Repeat every record below exactly, but leave out any pictures.

(Records from a data collection)
+++++
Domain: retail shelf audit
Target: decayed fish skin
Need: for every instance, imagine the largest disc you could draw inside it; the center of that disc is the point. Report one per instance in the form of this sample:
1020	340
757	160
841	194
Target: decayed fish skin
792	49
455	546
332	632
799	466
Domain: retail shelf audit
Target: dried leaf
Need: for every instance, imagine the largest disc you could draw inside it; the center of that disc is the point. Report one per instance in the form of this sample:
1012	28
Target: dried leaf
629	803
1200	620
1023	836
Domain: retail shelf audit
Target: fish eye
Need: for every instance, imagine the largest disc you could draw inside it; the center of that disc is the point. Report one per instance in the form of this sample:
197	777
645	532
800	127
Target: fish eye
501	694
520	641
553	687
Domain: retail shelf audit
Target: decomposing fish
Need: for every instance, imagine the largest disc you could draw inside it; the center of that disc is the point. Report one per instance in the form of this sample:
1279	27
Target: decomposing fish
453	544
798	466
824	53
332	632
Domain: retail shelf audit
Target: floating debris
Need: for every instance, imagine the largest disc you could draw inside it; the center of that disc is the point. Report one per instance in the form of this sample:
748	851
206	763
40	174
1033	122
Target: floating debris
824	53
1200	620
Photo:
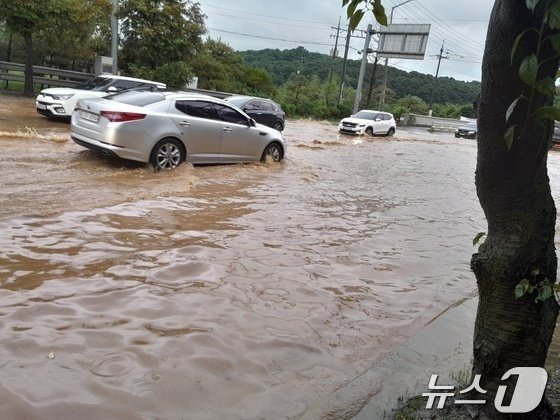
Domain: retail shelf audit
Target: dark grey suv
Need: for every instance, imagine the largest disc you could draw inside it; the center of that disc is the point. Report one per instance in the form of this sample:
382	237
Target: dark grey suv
264	111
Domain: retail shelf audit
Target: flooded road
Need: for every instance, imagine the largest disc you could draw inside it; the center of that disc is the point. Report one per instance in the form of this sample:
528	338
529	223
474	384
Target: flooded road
238	291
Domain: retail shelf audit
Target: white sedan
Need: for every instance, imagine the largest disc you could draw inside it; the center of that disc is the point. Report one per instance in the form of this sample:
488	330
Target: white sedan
59	103
369	122
168	128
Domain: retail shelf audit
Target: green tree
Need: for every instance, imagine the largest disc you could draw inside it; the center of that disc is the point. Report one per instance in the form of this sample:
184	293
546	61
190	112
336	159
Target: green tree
160	33
28	17
83	30
412	104
216	65
520	61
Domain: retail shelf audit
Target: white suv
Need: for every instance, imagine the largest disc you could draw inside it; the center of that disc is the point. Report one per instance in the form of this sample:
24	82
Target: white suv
369	122
59	103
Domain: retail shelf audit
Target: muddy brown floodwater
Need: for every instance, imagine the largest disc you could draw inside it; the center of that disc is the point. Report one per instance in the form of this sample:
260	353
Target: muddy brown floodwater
234	292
+++++
- Solved problem:
Domain: retail shelf audit
Target: decayed fish skin
Need: for every instance, imagine the largest disc you could draw inside it; the center of that disc is the point. Report one per instance in the form of this sample:
1020	340
757	160
841	194
Target: decayed fish skin
792	49
455	546
332	632
799	466
Domain: retail shelf audit
Target: dried leaf
Need: for every instance, imagine the largest disc you could draw inside it; the center of that disc is the point. Report one per instance in the form of this sample:
1012	28
Target: dried leaf
629	803
1200	620
1023	836
Domain: retail shelf audit
Target: fish eye
Need: for every instance, imagine the largest disc you could draw inside it; the center of that disc is the point. Report one per instance in the form of this sample:
197	777
645	532
800	127
Target: fish eye
501	694
520	641
553	687
Domain: retail shelf audit
Target: decomposing fish
Need: for every instance, imagine the largest disc you could draw inside it; the center of that disc is the point. Report one per instance in the form of this sample:
1279	27
Target: decomposing fish
453	544
798	466
824	53
332	632
Domain: retail shelf audit
Target: floating debris
Need: for every instance, imagine the largest disc you could draw inside it; the center of that disc is the point. Report one per instance in the form of this sample:
748	851
206	763
40	174
1033	122
Target: floating debris
824	53
1200	620
Photo:
Domain: retail shelf audit
Target: dark grey suv
Need: for every instance, imagine the largest disc you could draw inside it; the center of that disc is the point. Report one per instance in the form of this sample:
382	237
Target: dark grey suv
264	111
Domain: retail shelf audit
Target: flooded road
Need: for every instance, imagine the largest disc you could draw inside it; the center of that disc is the point. Report one per instance in the form of this sample:
528	338
529	223
474	384
Target: flooded road
238	291
Domain: retail shelf audit
Target: white sedan
Need: for every instance, imagine the largest disc you could draw inside it; the center of that disc is the point. Report one per instance in the form of this sample:
488	330
Target: white sedan
59	103
369	122
168	128
Domain: retail shelf audit
Target: green tree
Need: for every instance, imagine the largest disc you could draw inside it; the center of that disc is the point. Report one per instance in the form of this sample:
184	293
546	61
190	112
336	159
Target: green tree
160	33
28	17
83	30
412	104
216	65
520	61
Domain: retail shelf audit
Target: white suv
Need: for every instance, imagine the largest disc you could draw inside it; the center of that disc is the point. Report one per instance in the form of this sample:
24	82
Target: white suv
369	122
59	103
Domain: retail shelf audit
Target: muddy brown floodwater
Need: for every instance, imagine the largest disc you could draw inside it; the center of that disc is the point. Report one per instance in the form of this sample:
260	353
Target: muddy brown floodwater
234	292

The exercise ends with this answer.